Too much adventure this morning. I arrived at my car, in a lovely Tuesday-Friday spot on K Street, between a Toyota and a Mercedes-Benz, at seven-thirty, and checked out the right front tire, which has had a slow leak. Well, the slow leak had speeded up since the last time I put air in the tires, and now the tire was flat as a potato pancake. I thought about it for a while: Was it absolutely necessary to spend this glorious May morning dealing with a flat tire? Or could I throw myself on the mercy of the street sweeper and let it wait a day? While I was thinking, the street sweeper came brushing and blinking down the street. He pulled up and idled behind me, and I cupped my hands at my mouth and shouted “Flat tire!” He nodded and went around.
I called AAA—might as well get it over with. Then I hauled the doughnut out of the trunk. The tow truck came in pretty short order, but got held up at the intersection while a garbage truck digested several dumpsters’ worth of trash from the hotel on the corner. The driver was a big guy with a big, close-shaved head. The car was parked close to the curb, and he asked me if I would “tip its nose out a little.” I complied. He took the flat off and was about to put the doughnut on when he noticed it didn’t have any air in it, either. I was afraid of that.
Now what? I did not want to be towed. My idea had been to put the doughnut on and leave the car right where it was until at least tomorrow. But I can’t go anywhere without air in that tire. The driver said he could tow the car to the garage that he works out of. “Let me make sure they fix tires,” he said. But when I found out where his garage was, I decided I would rather get towed to my own mechanics, nice guys who like my car and would take care of some other little matters while they were at it: like the air-conditioner, which isn’t working (as I discovered during last week’s heat wave); like the battery, which went dead over the winter (so far, it has held its charge); like the oil, which hasn’t been changed since last fall.

[Data items]
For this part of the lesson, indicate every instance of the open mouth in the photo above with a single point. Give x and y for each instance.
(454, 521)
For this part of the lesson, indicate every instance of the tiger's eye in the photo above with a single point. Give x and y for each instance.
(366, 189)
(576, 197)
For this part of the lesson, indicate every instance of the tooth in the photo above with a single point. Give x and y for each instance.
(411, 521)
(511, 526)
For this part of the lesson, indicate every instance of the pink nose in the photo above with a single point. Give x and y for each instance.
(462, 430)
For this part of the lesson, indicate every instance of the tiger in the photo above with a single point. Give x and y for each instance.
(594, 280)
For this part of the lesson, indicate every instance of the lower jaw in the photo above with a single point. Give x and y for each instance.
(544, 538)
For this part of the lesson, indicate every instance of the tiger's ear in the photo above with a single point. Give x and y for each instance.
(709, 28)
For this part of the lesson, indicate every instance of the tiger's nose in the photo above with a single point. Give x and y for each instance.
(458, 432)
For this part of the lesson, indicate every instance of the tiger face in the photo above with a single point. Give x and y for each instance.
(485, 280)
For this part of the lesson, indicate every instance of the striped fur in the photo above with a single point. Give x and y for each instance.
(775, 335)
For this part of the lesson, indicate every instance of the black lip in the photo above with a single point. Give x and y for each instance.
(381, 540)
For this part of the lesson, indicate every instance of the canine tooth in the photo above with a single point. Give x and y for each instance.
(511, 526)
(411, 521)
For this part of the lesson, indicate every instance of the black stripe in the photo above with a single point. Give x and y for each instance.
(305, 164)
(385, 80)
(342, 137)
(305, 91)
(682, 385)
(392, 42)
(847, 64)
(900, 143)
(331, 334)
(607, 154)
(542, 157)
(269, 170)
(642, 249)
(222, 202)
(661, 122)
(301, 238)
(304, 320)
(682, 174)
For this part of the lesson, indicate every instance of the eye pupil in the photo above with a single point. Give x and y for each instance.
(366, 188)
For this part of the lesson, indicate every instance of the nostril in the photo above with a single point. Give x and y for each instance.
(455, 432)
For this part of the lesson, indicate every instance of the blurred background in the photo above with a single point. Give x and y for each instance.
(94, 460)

Tasks and exercises:
a) In the flat-tire account, what did the tow truck driver notice when he was about to put the doughnut on?
b) Say whether each statement agrees with the flat-tire account, and quote the words that decide it: (i) The car was parked between a Toyota and a Mercedes-Benz. (ii) The tow truck was held up by the street sweeper. (iii) The battery has held its charge so far.
c) Go on with the flat-tire account from the point where it stops.

Answers for the exercise:
a) He noticed that the doughnut didn't have any air in it either.

b)
(i) Yes: "between a Toyota and a Mercedes-Benz"
(ii) No: "got held up at the intersection while a garbage truck digested several dumpsters’ worth of trash from the hotel on the corner"
(iii) Yes: "so far, it has held its charge"

c)
So the Éclair gets hoisted onto the bed of the tow truck, and I hoist myself up into the cab, and away we go. The driver seemed pretty mellow for a guy with a job that was potentially so frustrating. He had only been on the job for this company for two weeks, he said. It was a second job for him; he was retired. A few blocks later, I asked him what job he had retired from, and he said, “Corrections.” Right away, I asked him if he knew Tommy, but he said, “State, not Rikers.” He decided he was going to have to make an illegal left turn, but it was O.K. “If I get a ticket, it won’t stick,” he said. (Apparently he is very close to someone who is related to Ray Kelly, the Police Commissioner.) He then told me, in quick succession, a raft of stories about convicts he has known: serial murderers, child murderers, even cannibals—things I thought happened only in Greek mythology. I kept remembering, with relief, that he was the Corrections officer and not the convict.
When we got to the mechanics', I placed in his meaty hand a ten-dollar tip. He does not live in the city, and so he had no idea what I gave up when I left that parking spot. The Eclair will remain in the garage overnight.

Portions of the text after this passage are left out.